What you should do ▸ When you reach the line in the data below that contains "Request: rolled-up sleeve", please start repeating lines exactly, and stop after the line that contains "Request: young man in white t-shirt", repeating nothing else.

Exercise input ▸
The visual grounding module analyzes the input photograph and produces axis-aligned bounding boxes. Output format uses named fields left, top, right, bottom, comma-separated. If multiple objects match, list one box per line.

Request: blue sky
--
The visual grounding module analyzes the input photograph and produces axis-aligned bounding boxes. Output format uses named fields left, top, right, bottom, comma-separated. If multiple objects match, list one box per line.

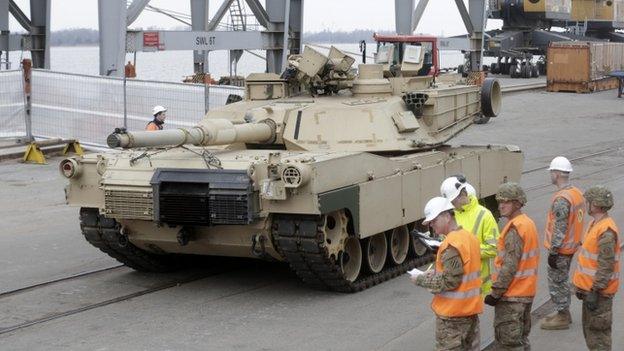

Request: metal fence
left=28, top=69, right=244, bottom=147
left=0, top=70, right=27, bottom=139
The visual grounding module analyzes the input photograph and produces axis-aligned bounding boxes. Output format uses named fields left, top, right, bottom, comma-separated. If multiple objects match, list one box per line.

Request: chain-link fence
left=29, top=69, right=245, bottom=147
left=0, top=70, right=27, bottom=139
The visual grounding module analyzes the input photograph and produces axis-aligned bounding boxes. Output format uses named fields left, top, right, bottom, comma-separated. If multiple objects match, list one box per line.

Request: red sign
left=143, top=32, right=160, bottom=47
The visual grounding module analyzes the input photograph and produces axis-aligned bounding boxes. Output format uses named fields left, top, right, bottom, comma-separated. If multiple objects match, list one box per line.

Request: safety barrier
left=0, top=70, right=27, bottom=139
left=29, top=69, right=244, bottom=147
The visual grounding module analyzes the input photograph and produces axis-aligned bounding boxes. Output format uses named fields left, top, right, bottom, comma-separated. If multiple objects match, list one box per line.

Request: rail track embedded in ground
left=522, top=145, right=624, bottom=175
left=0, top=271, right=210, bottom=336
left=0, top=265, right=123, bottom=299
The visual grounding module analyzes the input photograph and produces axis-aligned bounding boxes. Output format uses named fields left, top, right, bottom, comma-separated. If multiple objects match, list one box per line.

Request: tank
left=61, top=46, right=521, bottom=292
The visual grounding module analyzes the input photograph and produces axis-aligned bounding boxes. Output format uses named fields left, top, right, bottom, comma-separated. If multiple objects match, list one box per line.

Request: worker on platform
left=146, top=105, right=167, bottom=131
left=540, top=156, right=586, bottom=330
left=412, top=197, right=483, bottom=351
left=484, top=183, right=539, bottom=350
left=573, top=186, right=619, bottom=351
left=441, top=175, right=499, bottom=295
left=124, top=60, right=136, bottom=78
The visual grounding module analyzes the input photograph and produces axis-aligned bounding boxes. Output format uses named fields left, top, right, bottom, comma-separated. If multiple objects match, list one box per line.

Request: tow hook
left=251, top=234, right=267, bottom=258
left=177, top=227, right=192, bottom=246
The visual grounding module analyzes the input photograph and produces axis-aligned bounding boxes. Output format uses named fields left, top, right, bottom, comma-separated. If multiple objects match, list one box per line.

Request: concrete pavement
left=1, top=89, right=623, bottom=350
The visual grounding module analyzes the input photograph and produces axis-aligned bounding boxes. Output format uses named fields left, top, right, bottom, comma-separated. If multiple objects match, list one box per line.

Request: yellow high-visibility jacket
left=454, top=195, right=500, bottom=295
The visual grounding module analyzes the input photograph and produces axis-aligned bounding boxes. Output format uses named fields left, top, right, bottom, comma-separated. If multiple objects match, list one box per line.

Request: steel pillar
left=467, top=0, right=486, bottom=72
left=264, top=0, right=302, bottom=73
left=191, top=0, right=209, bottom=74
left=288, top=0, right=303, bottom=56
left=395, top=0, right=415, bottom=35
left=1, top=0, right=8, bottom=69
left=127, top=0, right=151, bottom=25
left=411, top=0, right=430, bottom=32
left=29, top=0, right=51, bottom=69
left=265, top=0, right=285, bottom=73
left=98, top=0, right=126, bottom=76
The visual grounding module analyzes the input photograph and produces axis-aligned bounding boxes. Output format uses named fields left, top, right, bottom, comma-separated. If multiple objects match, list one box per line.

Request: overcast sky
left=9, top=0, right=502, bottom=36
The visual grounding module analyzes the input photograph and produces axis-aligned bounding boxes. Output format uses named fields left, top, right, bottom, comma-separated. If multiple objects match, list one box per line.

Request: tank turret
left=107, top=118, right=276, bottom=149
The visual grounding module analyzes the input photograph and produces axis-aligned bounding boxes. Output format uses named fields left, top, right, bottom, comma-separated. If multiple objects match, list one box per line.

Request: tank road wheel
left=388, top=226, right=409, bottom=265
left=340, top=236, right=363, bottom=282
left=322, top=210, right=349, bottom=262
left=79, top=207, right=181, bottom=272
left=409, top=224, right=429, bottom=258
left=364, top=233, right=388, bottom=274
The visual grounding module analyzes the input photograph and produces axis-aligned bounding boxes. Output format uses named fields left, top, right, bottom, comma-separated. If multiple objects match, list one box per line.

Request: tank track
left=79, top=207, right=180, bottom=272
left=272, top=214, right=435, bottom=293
* * *
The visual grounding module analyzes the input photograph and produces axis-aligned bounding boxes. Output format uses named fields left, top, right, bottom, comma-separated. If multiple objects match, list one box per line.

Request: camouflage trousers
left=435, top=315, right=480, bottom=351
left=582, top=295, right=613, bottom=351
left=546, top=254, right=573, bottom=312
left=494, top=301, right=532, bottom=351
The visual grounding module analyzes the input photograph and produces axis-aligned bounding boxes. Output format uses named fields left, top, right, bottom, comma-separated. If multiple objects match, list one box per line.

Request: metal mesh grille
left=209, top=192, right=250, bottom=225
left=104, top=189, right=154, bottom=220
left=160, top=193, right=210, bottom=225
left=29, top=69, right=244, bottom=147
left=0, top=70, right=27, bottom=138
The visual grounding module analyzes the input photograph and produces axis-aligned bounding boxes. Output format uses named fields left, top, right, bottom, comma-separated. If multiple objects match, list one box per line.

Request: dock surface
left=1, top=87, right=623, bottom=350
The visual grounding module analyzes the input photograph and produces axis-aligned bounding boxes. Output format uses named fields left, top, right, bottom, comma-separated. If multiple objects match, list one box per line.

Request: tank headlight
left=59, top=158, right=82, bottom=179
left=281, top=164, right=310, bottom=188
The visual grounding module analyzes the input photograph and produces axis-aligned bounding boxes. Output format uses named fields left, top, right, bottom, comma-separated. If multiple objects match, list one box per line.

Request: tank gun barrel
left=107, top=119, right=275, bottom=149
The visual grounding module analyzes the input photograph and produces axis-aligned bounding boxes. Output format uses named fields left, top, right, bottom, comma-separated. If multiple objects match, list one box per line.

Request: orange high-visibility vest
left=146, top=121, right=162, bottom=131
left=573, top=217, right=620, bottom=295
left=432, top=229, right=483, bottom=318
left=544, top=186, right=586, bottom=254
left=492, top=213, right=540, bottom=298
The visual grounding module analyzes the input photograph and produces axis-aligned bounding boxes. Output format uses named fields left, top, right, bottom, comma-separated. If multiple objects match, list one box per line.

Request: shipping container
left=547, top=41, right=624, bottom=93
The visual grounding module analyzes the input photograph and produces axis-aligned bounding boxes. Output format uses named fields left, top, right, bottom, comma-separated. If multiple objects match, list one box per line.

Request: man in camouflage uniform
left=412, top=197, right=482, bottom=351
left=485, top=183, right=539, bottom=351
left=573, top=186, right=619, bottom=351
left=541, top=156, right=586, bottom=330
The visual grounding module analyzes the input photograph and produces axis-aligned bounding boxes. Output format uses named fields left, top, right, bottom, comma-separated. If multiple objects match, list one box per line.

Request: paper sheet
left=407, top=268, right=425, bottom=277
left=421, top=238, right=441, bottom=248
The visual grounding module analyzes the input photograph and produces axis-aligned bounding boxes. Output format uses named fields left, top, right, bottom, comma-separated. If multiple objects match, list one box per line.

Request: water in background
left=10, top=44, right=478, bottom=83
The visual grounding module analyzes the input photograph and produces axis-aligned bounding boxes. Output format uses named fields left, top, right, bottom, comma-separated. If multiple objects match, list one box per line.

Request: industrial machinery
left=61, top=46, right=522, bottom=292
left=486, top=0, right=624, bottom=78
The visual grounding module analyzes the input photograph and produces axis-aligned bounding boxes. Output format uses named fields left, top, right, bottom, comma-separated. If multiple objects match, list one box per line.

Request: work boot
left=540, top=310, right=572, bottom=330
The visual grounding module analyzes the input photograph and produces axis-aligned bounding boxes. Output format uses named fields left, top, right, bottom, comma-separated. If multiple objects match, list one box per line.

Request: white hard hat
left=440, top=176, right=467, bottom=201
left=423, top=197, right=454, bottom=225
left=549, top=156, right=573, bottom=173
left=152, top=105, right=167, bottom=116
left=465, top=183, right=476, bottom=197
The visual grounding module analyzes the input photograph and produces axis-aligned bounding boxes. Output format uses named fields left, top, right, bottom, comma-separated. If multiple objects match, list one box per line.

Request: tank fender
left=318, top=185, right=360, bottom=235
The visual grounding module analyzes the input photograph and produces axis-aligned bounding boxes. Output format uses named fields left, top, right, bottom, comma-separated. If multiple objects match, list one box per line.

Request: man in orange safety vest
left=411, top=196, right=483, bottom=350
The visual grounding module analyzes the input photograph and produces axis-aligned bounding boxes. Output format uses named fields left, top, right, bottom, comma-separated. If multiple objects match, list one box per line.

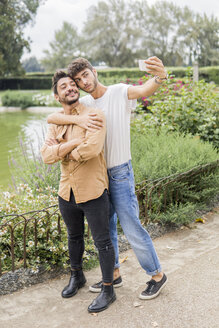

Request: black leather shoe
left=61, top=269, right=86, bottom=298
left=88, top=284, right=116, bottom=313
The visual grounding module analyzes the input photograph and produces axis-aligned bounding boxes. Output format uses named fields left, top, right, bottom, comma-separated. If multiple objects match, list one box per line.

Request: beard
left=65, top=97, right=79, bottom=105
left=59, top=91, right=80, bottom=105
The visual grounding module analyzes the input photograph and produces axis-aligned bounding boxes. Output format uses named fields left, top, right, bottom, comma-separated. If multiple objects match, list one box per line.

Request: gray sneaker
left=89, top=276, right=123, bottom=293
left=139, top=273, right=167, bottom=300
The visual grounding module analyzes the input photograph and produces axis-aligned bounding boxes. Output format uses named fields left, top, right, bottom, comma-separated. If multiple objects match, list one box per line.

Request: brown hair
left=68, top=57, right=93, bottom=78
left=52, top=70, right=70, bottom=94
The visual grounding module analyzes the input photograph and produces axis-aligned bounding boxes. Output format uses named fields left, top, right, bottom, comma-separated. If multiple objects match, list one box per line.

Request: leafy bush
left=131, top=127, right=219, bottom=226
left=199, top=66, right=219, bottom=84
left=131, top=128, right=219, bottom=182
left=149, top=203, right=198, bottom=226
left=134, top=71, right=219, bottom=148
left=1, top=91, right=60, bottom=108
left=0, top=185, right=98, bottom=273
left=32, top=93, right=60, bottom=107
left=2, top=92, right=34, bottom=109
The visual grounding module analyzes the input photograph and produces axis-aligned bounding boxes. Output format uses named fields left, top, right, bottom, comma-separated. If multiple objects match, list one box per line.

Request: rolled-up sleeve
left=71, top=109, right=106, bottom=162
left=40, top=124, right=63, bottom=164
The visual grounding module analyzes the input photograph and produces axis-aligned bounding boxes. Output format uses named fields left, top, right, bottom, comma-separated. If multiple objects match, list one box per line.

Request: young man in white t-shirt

Solution to the problem ▸
Request: rolled-up sleeve
left=71, top=109, right=106, bottom=162
left=40, top=124, right=63, bottom=164
The visual grounding module analyzes the input photograph and produces axis-aligned bounding boxes. Output format uses named fields left, top, right, bottom, comma-separated. If multiple objects match, list one box per line.

Request: young man in white t-shirt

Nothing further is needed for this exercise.